• Task
Please return the whole listing, character for character.

--------

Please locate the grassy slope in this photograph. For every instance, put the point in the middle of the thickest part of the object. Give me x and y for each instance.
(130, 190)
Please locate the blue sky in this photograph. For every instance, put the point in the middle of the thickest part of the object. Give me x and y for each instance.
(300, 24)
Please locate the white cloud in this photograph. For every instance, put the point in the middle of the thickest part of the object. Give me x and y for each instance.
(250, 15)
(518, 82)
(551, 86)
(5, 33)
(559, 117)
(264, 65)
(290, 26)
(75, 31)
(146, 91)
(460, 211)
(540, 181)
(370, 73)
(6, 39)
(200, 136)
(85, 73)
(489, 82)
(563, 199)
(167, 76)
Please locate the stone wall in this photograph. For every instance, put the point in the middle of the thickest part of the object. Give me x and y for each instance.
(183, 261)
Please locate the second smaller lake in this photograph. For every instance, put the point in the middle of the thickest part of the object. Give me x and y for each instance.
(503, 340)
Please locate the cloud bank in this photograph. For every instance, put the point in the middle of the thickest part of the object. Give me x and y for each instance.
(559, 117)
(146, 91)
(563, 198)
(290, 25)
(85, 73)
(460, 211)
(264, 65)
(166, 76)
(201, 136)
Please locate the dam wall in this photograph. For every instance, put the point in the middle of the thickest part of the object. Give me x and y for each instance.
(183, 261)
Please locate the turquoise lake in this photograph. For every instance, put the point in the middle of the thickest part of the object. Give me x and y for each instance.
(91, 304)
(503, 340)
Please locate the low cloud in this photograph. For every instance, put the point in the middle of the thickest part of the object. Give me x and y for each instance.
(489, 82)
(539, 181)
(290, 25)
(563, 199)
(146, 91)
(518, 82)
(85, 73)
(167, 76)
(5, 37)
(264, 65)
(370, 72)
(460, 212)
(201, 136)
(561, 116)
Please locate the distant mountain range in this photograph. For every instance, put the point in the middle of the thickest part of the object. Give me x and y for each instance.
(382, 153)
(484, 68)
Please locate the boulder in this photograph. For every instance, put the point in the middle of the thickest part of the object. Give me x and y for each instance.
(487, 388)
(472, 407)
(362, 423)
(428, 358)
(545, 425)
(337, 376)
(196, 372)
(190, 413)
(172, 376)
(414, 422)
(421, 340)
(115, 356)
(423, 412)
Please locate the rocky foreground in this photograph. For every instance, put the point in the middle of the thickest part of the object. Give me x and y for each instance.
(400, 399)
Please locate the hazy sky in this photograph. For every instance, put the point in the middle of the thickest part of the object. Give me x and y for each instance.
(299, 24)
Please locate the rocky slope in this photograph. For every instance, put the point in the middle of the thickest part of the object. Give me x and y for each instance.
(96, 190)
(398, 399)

--------

• Task result
Please locate the grassy slope in this photograph. For every instance, put the point in the middle of the thickest part of the object. Give me x and y for each instance.
(130, 190)
Please locate the blue sky in this photograph. For every instance, put the point in the middle of the thickest part of the object. Give me x and y for each instance.
(300, 24)
Please locate the white cloud in this photograph. For every instance, put the point in the middle of the thickest part of the object. Give me x and y for each instance.
(250, 15)
(518, 82)
(551, 86)
(5, 33)
(559, 117)
(264, 65)
(290, 26)
(75, 31)
(146, 91)
(460, 211)
(540, 181)
(370, 73)
(6, 39)
(200, 136)
(85, 73)
(489, 82)
(563, 199)
(167, 76)
Please locate the stone wall in this photograph. For every instance, put the point in the middle of the thickest part of the object. Give me x and y for each instance.
(183, 261)
Please locate the second smaller lake in this photograph. For every instance, put the point in the middle of the thickest part of the object. Give me x and y for each instance.
(503, 340)
Please locate the cloud bank in this photograph. For every instance, put the point in the middle of the thickest part of the object. Give me x and y for each instance.
(559, 117)
(146, 91)
(563, 198)
(290, 25)
(85, 73)
(460, 211)
(264, 65)
(166, 76)
(201, 136)
Please locate the dam wall in this photograph. For every instance, put the point in the middle of the thickest part of the object. Give me x and y for each instance.
(183, 261)
Please locate the turquoise lake in this photograph. For every instance, put the point in the middle of the thickest part of the object. Give me x and y for each instance.
(91, 304)
(503, 340)
Please locate the low cloud in this photograph. For every instance, put the point in the middle of the thickest part of the object. Give me x and y for each instance.
(489, 82)
(539, 181)
(290, 25)
(563, 199)
(146, 91)
(518, 82)
(85, 73)
(167, 76)
(5, 37)
(264, 65)
(370, 72)
(460, 212)
(201, 136)
(561, 116)
Please locate the distant mountain range in this photograph. For every instance, put the point in the middle of the thickest part of the object. Give me x and y for each instance.
(382, 153)
(484, 68)
Please locate the boulder in this photograph. For every instance, put the point in the middle of the thickest part of the object. Give me x and y for each instance.
(487, 388)
(472, 407)
(362, 423)
(428, 358)
(545, 425)
(337, 376)
(196, 372)
(190, 413)
(172, 376)
(414, 422)
(421, 340)
(115, 356)
(423, 412)
Please locate the rocky foreground in this photograph. For every instance, put the point in the middle of the thickest part of the object. Give me x and y for each instance.
(400, 399)
Please locate the hazy sky in this photograph. For every instance, put the point in the middle of the thickest part of the object. Give me x and y for each instance.
(299, 24)
Please locate the rocky slope in this photograph. For every instance, put the point in the middle of the thickest part of the object. Give me x and y for each instance.
(96, 190)
(398, 399)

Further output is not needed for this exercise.